━━━ Exercise materials ━━━

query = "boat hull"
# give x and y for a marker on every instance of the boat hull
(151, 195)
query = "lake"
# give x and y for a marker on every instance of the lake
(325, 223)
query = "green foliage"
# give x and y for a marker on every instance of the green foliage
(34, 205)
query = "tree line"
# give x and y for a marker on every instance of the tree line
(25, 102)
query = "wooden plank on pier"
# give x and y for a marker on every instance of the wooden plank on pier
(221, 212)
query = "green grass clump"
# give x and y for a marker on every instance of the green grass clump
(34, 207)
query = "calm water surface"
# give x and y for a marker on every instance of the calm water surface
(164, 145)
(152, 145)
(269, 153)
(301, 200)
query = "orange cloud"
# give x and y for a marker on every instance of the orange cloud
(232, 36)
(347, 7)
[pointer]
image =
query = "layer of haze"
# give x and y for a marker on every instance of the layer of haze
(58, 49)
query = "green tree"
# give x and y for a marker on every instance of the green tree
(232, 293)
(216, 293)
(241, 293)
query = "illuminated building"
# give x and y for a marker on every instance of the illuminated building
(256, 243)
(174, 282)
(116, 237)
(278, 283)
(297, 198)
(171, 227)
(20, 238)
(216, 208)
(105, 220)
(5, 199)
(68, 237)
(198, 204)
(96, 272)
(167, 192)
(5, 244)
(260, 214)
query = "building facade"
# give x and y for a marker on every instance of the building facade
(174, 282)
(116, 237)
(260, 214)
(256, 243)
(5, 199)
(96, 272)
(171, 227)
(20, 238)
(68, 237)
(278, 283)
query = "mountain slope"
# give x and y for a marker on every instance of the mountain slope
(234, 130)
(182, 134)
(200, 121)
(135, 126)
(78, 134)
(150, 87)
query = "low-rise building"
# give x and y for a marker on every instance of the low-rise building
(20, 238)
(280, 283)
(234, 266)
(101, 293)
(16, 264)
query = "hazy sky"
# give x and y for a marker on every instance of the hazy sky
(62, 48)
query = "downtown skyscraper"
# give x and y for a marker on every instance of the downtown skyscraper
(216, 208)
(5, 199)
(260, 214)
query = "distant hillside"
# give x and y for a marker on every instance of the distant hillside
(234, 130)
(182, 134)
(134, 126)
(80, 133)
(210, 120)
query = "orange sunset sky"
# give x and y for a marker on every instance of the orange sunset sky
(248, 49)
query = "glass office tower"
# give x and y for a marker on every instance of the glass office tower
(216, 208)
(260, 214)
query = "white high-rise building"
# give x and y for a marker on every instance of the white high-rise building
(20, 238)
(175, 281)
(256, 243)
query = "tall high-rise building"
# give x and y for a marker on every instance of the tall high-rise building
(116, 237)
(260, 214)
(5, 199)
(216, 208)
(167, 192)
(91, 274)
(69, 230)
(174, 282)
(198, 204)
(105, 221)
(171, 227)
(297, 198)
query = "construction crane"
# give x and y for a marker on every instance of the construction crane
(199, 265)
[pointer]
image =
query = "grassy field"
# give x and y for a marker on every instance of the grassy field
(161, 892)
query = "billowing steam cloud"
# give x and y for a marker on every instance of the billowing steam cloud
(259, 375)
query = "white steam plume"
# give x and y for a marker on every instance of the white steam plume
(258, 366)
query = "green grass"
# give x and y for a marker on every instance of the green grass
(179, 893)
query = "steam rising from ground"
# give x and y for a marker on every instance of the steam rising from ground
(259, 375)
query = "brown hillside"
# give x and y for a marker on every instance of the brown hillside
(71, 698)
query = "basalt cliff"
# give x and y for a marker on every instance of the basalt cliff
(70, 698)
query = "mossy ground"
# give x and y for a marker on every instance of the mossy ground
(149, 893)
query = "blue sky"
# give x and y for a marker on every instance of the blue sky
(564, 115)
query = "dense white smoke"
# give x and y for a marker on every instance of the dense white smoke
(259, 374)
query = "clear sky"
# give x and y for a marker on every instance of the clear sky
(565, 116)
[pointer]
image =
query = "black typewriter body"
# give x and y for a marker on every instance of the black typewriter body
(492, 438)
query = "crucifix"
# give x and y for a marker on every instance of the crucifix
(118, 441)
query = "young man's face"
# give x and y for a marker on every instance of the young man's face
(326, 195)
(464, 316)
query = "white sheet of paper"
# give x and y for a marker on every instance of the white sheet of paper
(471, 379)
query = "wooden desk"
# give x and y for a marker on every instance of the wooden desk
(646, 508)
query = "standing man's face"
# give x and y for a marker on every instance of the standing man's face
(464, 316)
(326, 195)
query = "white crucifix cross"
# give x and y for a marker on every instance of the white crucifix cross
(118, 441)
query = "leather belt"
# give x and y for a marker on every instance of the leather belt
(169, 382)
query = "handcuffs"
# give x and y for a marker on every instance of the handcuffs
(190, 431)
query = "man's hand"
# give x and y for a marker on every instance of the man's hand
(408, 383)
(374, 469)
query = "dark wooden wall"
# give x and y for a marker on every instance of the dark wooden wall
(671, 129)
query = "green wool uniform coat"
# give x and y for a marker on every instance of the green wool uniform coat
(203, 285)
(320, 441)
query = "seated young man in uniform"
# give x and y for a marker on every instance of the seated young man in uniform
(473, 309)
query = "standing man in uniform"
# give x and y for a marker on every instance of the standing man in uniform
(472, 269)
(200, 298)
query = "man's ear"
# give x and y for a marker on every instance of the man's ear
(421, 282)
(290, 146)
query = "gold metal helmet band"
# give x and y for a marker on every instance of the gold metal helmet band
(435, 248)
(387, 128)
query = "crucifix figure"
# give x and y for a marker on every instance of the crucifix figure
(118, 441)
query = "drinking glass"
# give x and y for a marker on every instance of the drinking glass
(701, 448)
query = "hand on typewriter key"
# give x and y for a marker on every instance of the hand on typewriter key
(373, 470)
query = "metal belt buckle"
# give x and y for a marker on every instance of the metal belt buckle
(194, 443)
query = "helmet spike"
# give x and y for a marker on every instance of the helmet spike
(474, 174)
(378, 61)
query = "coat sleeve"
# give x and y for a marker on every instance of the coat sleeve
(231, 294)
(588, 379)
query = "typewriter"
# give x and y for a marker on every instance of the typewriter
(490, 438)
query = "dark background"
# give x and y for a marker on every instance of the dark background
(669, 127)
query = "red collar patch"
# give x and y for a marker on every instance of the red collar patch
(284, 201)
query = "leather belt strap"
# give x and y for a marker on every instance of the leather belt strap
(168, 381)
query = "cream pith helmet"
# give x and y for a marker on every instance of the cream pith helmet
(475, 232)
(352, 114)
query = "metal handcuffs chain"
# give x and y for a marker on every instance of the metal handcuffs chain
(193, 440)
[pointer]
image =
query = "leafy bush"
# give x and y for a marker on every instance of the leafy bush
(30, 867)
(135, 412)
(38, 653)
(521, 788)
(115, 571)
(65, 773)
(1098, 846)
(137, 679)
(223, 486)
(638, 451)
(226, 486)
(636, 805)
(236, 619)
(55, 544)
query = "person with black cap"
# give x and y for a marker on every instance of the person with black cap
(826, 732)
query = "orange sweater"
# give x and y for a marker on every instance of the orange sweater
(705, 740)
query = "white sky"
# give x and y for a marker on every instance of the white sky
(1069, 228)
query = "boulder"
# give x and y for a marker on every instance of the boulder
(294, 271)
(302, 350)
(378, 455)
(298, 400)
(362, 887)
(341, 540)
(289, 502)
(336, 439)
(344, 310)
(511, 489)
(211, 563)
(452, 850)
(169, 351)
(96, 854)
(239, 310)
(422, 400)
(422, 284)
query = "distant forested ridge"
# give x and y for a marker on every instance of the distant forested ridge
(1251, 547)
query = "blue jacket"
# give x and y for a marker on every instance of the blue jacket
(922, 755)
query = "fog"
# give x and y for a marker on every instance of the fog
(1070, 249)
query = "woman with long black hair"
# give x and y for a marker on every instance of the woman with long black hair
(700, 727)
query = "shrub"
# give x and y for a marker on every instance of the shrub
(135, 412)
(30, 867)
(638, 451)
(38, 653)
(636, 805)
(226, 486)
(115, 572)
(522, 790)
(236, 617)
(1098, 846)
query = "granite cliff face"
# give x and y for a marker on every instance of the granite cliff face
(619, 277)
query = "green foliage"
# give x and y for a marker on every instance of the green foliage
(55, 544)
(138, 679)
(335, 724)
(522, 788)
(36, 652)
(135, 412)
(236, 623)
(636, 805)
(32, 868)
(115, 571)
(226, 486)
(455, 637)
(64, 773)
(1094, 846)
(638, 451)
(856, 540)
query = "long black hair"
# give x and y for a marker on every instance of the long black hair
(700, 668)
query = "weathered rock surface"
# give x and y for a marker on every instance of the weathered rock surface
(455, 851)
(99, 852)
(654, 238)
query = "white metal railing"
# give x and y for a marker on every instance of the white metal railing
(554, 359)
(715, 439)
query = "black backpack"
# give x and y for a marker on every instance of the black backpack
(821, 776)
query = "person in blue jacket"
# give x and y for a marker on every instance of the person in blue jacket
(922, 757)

━━━

__Your instructions__: Starting at the line with "the black backpack", restate each line through the end of the records, both ends included, and stop there.

__Expected answer__:
# give x and y for a marker on every instance of the black backpack
(821, 776)
query = "person in blue jacket"
# give x and y for a marker on every instance of the person in blue jacket
(922, 757)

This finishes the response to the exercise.